Dopisz dalszy ciąg tekstu o karierze sportowej Cro Copa, zaczynając zaraz po jego ostatnim zdaniu.

• _Cytowany fragment_
★ ★ ★ ★ ★ ★ ★

Karierę w zawodowym kickboxingu rozpoczął w 1996 roku, gdzie już odniósł triumf na utytułowanym Jeromem Le Bannerem. Później, po konflikcie z pierwszym trenerem, zdecydował się na karierę w boksie amatorskim, ale tam radził sobie ze zmiennym szczęściem. Na powrót do kickboxingu zdecydował się w 1999 roku. Druga próba zrobienia kariery w K-1 była już udana i właśnie wtedy "Cro Cop" stał się już rozpoznawalną marką na świecie wraz ze swoim wysokim kopnięciem na głowę.
Z kickboxingu do MMA
W 2001 roku przyszedł czas na jego debiut w najlepszej i nieistniejącej już organizacji MMA - Pride FC. Tam do października 2003 roku odniósł aż cztery zwycięstwa i zanotował dwa remisy, w tym m.in. z Wanderleiem Silvą. Wreszcie otrzymał on szansę walki o mistrzostwo Pride w wadze ciężkiej, a jego rywalem był znakomity brazylijski grappler Antônio Rodrigo Nogueira. Zwycięska passa Chorwata została przerwana i "Minotauro" poddał go w 2. rundzie.

★ ★ ★ ★ ★ ★ ★

(Wiersze źródłowe)
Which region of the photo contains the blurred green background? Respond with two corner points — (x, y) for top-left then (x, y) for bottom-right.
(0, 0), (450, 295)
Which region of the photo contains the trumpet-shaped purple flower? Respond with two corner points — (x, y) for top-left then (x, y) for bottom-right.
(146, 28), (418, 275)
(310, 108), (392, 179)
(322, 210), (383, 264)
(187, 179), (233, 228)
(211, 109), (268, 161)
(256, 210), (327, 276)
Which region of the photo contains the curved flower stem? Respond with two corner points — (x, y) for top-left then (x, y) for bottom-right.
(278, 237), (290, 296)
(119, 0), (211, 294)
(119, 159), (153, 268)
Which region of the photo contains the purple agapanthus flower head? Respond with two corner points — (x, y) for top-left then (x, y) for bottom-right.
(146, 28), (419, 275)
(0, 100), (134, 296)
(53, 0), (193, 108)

★ ★ ★ ★ ★ ★ ★

• _Odpowiedź pisemna_
"Cro Cop" kolejne pojedynki w Pride ponownie rozstrzygał na swoją korzyść, poza wpadką z Kevinem Randlemanem, pokonując m.in. Aleksandra Emelianenko. To doprowadziło go do walki z legendą MMA i mistrzem wagi ciężkiej, Fiodorem Emelianenką w sierpniu 2005 roku. Pojedynek przez trzy pełne rundy toczył się w stójce, w której przewagę osiągnął Rosjanin. W 2006 roku odniósł największy sukces podczas swojej kariery w MMA w Japonii. Chorwacki kicboxer zwyciężył turniej PRIDE Openweight Grand Prix, pokonując m.in. Wanderleia Silvę czy Josha Barnetta już w pierwszych rundach.
W UFC ze zmiennym szczęściem
Po upadku organizacji Pride i zmonopolizowaniu rynku przez UFC Filipovic kontynuował karierę w Stanach Zjednoczonych. Właśnie tam, w drugim występie, doznał porażki z Gabrielem Gonzagą, porażki tym bardziej zaskakującej, że odniesionej przez firmowe, wysokie kopnięcie na głowę. W Krakowie Chorwat otrzyma upragnioną okazję do rewanżu nad Brazylijczykiem. Pod koniec 2007 roku Filipovic odszedł z UFC po raz pierwszy. Następnie z powodzeniem radził sobie ponownie w Japonii na galach Dream.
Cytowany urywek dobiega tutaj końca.